**TRAVAIL DEMANDÉ:**
A. D'après le bloc de texte, quelle école de pilotage le pétrolier Shell sponsorisait-il ?
B. Affichez toutes les lignes du listing qui contiennent le mot « skin ».

**BLOC DE TEXTE:**
■ ■ ■ ■

La Coupe R8 Gordini initiée par Renault était encore trop récente pour qu’on puisse véritablement en mesurer les retombées.
Jean-Marc Chaillet nous explique qu’il a fait le tour des paddocks pour évaluer la situation. Shell avait des accords avec Ferrari, Porsche et Lotus sans que les résultats en soient véritablement exploités. Mais le pétrolier sponsorisait également l’école de pilotage Winfield à Magny Cours qui attribuait alors le « Volant Shell ».
C’était le créneau précis que viserait ce qui deviendra Elf, car il portait les valeurs dans lesquelles s’inscrivait tout le projet : jeunesse, enthousiasme, prise de risque, dynamisme, esprit d’équipe, confiance dans l’avenir, compétence. Seulement, voilà, Shell y avait pensé le premier. Et l’avait fait. « Shell que j’aime » ne faisait qu’ajouter à la frustration de nos hommes de publicité et de communication.

■ ■ ■ ■

**DONNÉES D'ENTRÉE:**
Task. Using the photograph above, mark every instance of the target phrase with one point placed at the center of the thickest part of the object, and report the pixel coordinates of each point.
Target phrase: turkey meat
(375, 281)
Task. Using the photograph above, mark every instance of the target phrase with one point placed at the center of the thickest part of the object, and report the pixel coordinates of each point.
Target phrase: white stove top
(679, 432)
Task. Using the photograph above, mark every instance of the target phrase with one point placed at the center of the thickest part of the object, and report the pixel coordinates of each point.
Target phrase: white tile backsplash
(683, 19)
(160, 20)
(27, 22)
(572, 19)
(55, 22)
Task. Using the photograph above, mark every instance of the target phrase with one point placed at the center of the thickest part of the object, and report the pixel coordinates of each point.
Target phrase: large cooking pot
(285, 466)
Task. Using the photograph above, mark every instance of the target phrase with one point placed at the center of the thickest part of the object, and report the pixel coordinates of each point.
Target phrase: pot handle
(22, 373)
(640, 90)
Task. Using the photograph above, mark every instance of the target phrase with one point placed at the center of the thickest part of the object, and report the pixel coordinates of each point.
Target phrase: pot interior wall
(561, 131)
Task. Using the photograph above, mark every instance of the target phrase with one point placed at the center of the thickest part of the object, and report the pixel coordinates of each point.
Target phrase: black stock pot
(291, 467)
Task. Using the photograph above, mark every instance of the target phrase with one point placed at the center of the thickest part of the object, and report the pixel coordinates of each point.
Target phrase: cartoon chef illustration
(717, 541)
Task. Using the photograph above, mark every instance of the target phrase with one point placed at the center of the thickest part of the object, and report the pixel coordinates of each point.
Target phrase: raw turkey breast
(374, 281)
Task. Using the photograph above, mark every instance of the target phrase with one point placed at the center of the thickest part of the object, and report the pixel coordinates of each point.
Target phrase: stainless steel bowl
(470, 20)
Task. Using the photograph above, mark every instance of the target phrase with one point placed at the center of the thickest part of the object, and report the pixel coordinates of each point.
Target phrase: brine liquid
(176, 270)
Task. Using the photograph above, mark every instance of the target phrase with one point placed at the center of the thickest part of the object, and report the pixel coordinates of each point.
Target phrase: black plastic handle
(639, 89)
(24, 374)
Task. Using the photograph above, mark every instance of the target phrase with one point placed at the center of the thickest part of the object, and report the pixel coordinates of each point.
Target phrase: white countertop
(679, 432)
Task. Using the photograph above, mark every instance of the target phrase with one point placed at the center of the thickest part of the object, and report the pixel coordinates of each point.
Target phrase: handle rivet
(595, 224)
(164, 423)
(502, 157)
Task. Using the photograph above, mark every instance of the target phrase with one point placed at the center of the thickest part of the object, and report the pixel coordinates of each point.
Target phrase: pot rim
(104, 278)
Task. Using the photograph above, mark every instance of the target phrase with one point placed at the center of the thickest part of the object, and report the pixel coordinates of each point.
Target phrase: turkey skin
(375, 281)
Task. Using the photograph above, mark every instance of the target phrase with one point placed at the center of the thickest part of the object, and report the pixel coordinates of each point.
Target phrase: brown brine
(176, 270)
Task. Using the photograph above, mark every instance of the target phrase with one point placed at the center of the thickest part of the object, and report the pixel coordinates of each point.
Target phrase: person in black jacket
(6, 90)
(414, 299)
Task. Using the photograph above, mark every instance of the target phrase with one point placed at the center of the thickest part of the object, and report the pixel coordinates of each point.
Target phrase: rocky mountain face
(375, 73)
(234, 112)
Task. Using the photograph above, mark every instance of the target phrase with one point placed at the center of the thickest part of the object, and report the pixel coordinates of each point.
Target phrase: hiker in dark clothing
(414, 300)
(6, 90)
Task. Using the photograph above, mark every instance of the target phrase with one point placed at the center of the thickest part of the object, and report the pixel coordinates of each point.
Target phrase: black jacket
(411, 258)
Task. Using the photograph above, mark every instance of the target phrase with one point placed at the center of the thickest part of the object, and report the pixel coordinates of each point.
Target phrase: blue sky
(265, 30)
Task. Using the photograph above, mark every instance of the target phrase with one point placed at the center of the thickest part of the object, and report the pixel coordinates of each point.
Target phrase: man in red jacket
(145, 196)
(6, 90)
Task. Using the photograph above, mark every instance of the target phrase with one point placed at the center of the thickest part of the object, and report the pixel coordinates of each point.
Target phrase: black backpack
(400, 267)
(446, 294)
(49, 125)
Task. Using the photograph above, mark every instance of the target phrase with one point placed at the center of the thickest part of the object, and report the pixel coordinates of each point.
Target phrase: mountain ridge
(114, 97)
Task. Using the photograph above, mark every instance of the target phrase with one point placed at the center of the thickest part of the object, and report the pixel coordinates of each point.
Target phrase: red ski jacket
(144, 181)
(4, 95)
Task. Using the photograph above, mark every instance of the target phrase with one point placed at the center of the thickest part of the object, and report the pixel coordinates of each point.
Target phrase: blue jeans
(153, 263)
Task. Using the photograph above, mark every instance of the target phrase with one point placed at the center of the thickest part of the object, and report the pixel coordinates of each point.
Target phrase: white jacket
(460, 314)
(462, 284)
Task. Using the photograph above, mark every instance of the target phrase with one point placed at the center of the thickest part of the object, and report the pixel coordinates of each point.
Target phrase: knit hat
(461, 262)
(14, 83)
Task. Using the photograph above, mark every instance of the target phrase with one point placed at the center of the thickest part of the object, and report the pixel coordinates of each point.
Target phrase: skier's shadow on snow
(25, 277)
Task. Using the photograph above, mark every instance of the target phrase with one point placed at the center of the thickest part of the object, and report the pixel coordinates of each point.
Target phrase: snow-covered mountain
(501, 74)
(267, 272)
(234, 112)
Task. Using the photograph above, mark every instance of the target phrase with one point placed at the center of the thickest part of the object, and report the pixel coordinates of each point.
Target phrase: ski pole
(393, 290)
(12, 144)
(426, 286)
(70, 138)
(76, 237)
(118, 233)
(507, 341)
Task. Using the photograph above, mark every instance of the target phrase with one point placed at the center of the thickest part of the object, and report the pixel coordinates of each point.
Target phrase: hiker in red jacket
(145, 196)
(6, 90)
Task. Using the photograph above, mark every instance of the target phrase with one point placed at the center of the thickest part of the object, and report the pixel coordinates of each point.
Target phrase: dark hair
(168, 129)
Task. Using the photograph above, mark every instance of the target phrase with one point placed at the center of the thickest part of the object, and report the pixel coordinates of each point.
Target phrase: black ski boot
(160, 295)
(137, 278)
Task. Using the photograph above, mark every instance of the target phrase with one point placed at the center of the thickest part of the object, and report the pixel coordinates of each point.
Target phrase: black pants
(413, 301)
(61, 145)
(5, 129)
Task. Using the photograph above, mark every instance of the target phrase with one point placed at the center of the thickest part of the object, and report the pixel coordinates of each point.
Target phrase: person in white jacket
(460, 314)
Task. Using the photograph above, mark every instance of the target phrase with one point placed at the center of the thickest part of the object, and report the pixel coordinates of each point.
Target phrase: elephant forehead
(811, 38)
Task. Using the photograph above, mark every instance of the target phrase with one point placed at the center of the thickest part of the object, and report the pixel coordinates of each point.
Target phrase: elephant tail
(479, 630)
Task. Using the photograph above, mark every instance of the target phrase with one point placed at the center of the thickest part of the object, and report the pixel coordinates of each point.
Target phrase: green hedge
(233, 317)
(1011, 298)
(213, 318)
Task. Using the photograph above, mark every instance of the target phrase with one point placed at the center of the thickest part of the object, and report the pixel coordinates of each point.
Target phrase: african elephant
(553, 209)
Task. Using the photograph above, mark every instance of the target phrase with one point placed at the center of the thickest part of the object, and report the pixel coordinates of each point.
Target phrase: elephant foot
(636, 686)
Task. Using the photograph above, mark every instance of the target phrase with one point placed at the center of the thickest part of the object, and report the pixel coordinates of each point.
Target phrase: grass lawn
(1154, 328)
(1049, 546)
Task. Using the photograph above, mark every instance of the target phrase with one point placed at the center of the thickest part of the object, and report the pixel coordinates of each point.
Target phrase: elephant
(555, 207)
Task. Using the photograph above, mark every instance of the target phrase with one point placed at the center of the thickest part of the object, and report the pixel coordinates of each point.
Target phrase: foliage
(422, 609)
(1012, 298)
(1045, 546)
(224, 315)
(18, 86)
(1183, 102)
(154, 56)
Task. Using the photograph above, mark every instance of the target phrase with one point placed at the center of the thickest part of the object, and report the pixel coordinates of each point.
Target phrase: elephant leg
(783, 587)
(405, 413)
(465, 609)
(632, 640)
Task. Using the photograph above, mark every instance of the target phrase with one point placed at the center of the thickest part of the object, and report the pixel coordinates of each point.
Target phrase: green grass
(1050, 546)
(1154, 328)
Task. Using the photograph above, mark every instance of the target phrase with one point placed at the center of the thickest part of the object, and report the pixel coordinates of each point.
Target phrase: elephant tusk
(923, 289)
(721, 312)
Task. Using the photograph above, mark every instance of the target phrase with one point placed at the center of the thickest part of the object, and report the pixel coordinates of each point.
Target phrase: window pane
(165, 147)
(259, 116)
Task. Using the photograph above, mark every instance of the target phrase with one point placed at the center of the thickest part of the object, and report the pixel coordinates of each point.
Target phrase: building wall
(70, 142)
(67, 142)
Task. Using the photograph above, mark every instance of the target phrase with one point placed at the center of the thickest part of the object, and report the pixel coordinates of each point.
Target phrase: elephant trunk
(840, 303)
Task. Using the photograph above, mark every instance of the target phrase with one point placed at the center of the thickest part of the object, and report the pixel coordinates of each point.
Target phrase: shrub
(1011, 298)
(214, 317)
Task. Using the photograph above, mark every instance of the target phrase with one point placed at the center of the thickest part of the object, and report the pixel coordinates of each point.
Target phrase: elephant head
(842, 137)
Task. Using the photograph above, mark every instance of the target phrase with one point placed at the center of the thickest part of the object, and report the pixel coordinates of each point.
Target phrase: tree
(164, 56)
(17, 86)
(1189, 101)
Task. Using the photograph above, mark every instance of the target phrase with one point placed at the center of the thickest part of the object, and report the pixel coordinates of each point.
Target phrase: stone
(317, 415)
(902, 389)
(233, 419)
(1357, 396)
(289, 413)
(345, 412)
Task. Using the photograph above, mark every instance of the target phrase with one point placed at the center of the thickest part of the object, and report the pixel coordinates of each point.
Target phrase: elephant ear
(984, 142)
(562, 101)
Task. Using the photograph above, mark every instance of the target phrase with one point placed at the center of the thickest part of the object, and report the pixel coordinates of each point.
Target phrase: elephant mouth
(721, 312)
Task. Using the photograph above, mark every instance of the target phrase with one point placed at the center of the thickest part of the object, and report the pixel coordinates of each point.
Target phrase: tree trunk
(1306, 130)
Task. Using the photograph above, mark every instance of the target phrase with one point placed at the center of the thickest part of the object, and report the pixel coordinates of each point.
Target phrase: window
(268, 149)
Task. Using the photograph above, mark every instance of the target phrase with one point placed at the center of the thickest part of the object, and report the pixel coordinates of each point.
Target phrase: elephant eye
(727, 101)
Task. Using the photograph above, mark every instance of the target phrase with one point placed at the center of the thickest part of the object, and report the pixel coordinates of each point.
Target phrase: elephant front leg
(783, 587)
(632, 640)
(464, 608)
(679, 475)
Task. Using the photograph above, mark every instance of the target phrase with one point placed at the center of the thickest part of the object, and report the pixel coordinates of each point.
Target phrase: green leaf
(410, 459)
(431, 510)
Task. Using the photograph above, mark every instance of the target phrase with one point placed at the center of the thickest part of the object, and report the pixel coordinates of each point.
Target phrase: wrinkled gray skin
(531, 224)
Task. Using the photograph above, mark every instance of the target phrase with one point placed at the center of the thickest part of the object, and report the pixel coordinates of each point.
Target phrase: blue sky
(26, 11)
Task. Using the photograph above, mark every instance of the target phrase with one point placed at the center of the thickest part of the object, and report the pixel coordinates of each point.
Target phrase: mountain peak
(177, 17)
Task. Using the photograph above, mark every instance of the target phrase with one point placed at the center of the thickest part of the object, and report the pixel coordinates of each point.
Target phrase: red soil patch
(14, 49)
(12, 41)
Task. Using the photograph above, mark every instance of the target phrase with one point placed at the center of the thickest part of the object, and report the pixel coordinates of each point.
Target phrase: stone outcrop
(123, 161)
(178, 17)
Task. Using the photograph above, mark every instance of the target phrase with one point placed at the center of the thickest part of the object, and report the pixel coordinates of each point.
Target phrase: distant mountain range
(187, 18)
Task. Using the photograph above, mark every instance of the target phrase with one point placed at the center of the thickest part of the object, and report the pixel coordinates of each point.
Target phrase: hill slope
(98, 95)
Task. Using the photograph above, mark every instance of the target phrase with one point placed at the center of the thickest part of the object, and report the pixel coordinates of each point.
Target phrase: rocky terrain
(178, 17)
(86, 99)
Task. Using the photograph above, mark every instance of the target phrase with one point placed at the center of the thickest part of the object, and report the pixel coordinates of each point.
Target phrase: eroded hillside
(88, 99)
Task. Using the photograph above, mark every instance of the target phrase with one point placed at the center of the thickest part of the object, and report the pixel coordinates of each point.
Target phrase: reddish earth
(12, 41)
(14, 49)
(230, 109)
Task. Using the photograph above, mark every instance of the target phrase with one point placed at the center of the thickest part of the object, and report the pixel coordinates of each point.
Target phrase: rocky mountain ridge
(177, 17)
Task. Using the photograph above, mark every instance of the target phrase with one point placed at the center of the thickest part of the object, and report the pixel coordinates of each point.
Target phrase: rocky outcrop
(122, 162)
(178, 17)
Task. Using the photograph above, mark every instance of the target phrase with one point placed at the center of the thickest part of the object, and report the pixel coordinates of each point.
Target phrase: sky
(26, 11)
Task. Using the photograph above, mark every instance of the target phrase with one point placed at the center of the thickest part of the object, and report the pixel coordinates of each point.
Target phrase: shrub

■ ■ ■ ■

**RÉPONSES AUX EXERCICES:**
A. L'école de pilotage Winfield à Magny Cours.

B.
Target phrase: turkey skin
Target phrase: wrinkled gray skin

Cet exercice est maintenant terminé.